■ **Work to be completed**: Copy every one of the records below exactly as it stands, character for character.

- - -

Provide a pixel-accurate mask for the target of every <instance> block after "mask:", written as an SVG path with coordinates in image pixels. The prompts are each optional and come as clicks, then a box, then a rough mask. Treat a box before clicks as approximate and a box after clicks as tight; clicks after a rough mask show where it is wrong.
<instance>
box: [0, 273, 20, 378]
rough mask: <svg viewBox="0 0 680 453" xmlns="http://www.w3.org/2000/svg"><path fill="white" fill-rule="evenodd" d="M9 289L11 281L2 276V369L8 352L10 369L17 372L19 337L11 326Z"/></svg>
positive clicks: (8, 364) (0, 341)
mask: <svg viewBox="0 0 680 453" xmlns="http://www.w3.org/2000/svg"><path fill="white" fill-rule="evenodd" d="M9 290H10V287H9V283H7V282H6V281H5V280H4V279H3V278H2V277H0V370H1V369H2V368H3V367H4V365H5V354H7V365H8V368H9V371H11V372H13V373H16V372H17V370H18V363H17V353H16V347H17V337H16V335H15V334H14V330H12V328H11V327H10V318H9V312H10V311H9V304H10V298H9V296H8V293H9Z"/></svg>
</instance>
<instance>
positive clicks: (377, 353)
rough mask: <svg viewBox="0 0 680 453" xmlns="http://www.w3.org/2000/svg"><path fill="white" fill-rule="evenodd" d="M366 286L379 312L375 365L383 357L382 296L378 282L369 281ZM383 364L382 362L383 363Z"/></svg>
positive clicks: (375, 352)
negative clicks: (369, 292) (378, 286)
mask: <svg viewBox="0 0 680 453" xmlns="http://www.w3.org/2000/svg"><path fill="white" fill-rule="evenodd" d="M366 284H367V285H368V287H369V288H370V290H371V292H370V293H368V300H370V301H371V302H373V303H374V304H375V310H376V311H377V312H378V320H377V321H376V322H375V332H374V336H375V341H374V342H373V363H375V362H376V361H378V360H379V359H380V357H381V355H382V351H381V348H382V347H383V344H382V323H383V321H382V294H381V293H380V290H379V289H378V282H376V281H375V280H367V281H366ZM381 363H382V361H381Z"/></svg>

- - -

■ **Solution for this exercise**:
Provide a pixel-accurate mask for the target of every <instance> block after "mask:", written as an SVG path with coordinates in image pixels. The prompts are each optional and come as clicks, then a box, then a rough mask. Treat a box before clicks as approximate and a box after clicks as tight; clicks after a rough mask show where it is wrong.
<instance>
box: [0, 273, 20, 378]
rough mask: <svg viewBox="0 0 680 453" xmlns="http://www.w3.org/2000/svg"><path fill="white" fill-rule="evenodd" d="M9 289L11 281L2 276V369L8 352L10 369L17 372L19 337L11 326Z"/></svg>
positive clicks: (8, 364) (0, 341)
mask: <svg viewBox="0 0 680 453" xmlns="http://www.w3.org/2000/svg"><path fill="white" fill-rule="evenodd" d="M9 290H10V287H9V283H7V282H6V281H5V280H4V279H3V278H2V277H0V370H1V369H2V368H3V367H4V365H5V354H7V365H8V368H9V371H11V372H13V373H16V372H17V370H18V363H17V353H16V347H17V337H16V335H15V334H14V330H12V328H11V327H10V318H9V312H10V311H9V304H10V298H9V296H8V293H9Z"/></svg>
</instance>
<instance>
positive clicks: (377, 353)
rough mask: <svg viewBox="0 0 680 453" xmlns="http://www.w3.org/2000/svg"><path fill="white" fill-rule="evenodd" d="M366 286L379 312L375 365L383 357L382 296L378 282L369 281ZM383 364L382 362L383 363Z"/></svg>
positive clicks: (375, 352)
negative clicks: (369, 292) (378, 286)
mask: <svg viewBox="0 0 680 453" xmlns="http://www.w3.org/2000/svg"><path fill="white" fill-rule="evenodd" d="M366 284H367V285H368V287H369V288H370V290H371V292H370V293H368V300H370V301H371V302H373V303H374V304H375V310H376V311H377V312H378V320H377V321H376V322H375V332H374V336H375V341H374V342H373V363H375V362H376V361H378V360H379V359H380V357H381V355H382V351H381V348H382V347H383V344H382V323H383V321H382V294H381V293H380V290H379V289H378V282H376V281H375V280H367V281H366ZM381 363H382V361H381Z"/></svg>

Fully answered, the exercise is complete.